** Information provided **
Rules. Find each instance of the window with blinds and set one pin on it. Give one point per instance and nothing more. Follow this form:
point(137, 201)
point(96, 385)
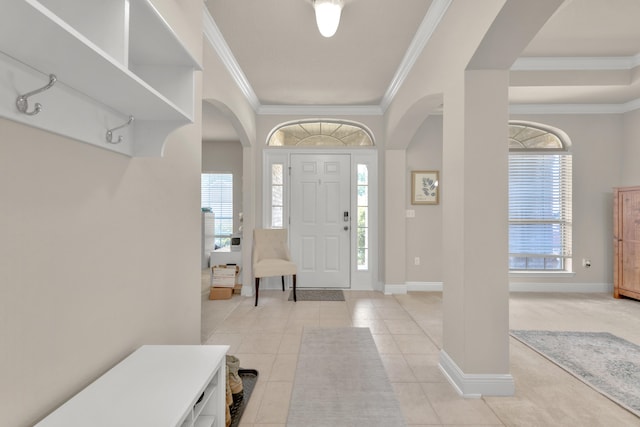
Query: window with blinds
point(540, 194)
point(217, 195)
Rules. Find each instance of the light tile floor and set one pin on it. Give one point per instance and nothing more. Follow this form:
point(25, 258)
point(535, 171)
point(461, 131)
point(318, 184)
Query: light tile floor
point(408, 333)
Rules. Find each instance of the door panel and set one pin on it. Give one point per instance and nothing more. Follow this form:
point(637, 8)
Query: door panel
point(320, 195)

---

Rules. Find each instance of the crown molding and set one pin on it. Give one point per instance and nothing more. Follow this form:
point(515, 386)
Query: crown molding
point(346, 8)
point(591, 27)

** Instructions to follow **
Revise the records from the line with "Rules. Find each instance of the crown" to the line with "point(591, 27)" by replacing "crown molding" with "ceiling trim", leaving everything else unchanged.

** Solution to this task **
Rules. Find each instance of the ceiling trim and set one pin on it. Give one point per instance and nothing more. Follow this form:
point(515, 386)
Query: ceiling trim
point(346, 8)
point(591, 27)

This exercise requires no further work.